··· DATA TO USE ···
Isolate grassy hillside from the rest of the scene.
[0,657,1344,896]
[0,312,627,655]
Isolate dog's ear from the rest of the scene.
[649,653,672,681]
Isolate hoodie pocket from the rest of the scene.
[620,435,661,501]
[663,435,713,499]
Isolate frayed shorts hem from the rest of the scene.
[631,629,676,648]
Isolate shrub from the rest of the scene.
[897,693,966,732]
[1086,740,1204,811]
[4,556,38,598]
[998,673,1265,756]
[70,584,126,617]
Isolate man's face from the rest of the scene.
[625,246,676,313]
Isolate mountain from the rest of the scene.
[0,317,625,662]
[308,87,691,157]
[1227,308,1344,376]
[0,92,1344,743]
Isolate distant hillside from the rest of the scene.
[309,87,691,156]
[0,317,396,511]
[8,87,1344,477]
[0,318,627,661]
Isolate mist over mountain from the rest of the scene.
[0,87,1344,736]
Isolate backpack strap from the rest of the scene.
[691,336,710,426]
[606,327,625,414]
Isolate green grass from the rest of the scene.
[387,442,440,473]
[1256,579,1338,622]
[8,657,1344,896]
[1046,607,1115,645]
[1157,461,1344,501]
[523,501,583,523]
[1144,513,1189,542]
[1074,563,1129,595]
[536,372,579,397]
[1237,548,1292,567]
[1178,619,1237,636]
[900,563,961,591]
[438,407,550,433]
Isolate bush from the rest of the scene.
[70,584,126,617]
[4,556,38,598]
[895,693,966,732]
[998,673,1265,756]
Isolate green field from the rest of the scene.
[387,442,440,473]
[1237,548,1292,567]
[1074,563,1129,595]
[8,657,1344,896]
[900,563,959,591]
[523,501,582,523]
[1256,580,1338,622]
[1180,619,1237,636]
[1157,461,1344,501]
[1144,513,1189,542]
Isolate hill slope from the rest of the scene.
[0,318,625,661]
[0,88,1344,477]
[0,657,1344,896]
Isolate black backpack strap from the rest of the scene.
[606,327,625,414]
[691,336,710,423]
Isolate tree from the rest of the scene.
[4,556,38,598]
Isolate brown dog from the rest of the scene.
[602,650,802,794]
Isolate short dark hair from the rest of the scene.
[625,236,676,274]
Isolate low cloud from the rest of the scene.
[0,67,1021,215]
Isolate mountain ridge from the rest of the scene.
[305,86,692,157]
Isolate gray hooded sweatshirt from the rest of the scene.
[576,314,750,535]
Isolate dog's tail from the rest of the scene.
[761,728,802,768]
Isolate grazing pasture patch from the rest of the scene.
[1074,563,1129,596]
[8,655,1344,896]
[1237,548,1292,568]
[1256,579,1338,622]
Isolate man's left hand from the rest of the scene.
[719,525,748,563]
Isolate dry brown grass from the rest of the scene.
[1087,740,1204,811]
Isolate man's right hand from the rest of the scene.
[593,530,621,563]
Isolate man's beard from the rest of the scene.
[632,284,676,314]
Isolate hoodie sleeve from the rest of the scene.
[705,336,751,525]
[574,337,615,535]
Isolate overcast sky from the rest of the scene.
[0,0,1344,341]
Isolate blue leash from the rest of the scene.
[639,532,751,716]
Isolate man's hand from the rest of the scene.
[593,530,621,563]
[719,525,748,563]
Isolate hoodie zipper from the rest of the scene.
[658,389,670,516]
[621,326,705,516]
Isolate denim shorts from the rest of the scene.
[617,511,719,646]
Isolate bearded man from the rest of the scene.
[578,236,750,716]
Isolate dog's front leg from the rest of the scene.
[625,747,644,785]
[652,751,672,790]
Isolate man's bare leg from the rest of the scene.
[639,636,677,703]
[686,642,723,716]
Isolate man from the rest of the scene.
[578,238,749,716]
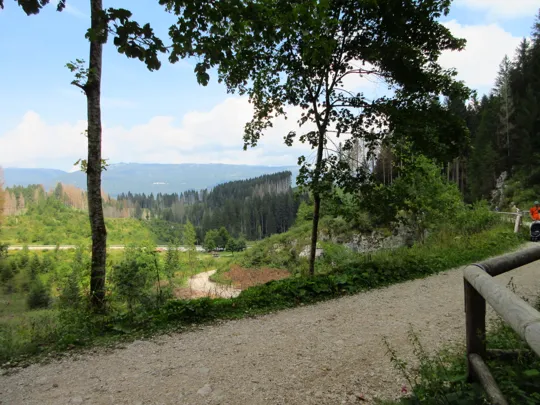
···
Copy every line of the data above word for word, and leave the pictures out of your answer.

Isolate grassy hillside from the rest of the scene.
[0,657,1344,896]
[0,312,627,655]
Isolate dog's ear from the rest of the scene.
[649,653,672,681]
Isolate hoodie pocket from the rest of the scene.
[620,435,661,501]
[663,435,713,499]
Isolate frayed shorts hem from the rest of the scene.
[631,629,676,648]
Isolate shrub from the rest of the scene.
[897,693,966,732]
[1086,740,1204,811]
[4,556,38,598]
[998,673,1265,756]
[70,584,126,617]
Isolate man's face from the rest of the scene.
[625,246,676,313]
Isolate mountain from the rest of the scene.
[0,317,625,662]
[308,87,691,157]
[1227,308,1344,376]
[0,92,1344,743]
Isolate distant hillside from the rest of the scene.
[309,87,691,156]
[0,317,396,511]
[8,87,1344,477]
[0,318,627,661]
Isolate mist over mountain from the rest of the scene.
[0,87,1344,736]
Isolate backpack strap from the rest of the scene.
[691,336,710,426]
[606,327,625,414]
Isolate green grass from the rest of the scene.
[387,442,440,473]
[1256,579,1338,622]
[8,657,1344,896]
[1046,607,1115,645]
[1157,461,1344,501]
[523,501,583,523]
[1144,513,1189,542]
[1074,563,1129,595]
[536,372,579,397]
[1237,548,1292,567]
[1178,619,1237,636]
[900,563,961,591]
[438,407,550,433]
Isolate bush from the rest of the scene.
[70,584,126,617]
[4,556,38,598]
[895,693,966,732]
[998,673,1265,756]
Isolate green field from the rest of the scene.
[387,442,440,473]
[1237,548,1292,567]
[1074,563,1129,595]
[8,657,1344,896]
[900,563,959,591]
[523,501,582,523]
[1256,580,1338,622]
[1180,619,1237,636]
[1157,461,1344,501]
[1144,513,1189,542]
Isolate hill slope from the rest of the scene.
[0,318,625,661]
[0,88,1344,477]
[0,657,1344,896]
Isolate black backpack strap from the rest of the scene.
[606,327,625,414]
[691,336,710,423]
Isolate tree from the rest of the scene.
[4,556,38,598]
Isolate brown dog from the rest of the scene.
[602,650,802,794]
Isolate short dark hair from the rest of the scene.
[625,236,676,274]
Isolate low cloud from the rest of the scene.
[0,67,1021,215]
Isolate mountain ridge from the rest of the scene.
[305,86,692,157]
Isolate gray hooded sweatshirt from the rest of the scene.
[576,314,750,535]
Isolate dog's tail from the rest of the scene.
[761,728,802,768]
Isolate grazing pasture patch from the rest of the scene.
[1074,563,1129,596]
[8,655,1344,896]
[1237,548,1292,568]
[1256,579,1338,622]
Isolate man's left hand from the rest of the scene.
[719,525,748,563]
Isolate dry brown grass from the rest of the scene.
[1087,740,1204,811]
Isolate man's right hand from the rest of the scene.
[593,530,621,563]
Isolate man's beard from the rest of the scene.
[632,284,676,314]
Isolate hoodie sleeve from the rest of the scene.
[705,336,751,525]
[574,337,615,535]
Isolate overcast sky from the rest of the scene.
[0,0,1344,341]
Isolate blue leash from the rest of the scene.
[639,532,751,716]
Isolate man's hand from the rest of the scene.
[593,530,621,563]
[719,525,748,563]
Isolate hoodie zipper from the rest of the scene.
[658,389,670,516]
[621,326,705,516]
Isolate denim shorts from the rest of the scene.
[617,511,719,646]
Isolate bearded man from the rest of the scene.
[578,236,750,716]
Isolate dog's front leg from the rest of the scene.
[625,747,644,785]
[652,751,672,790]
Isolate man's bare leg from the rest of the scene.
[639,636,677,703]
[686,642,723,716]
Isolate man from the rest of the scene.
[578,238,749,716]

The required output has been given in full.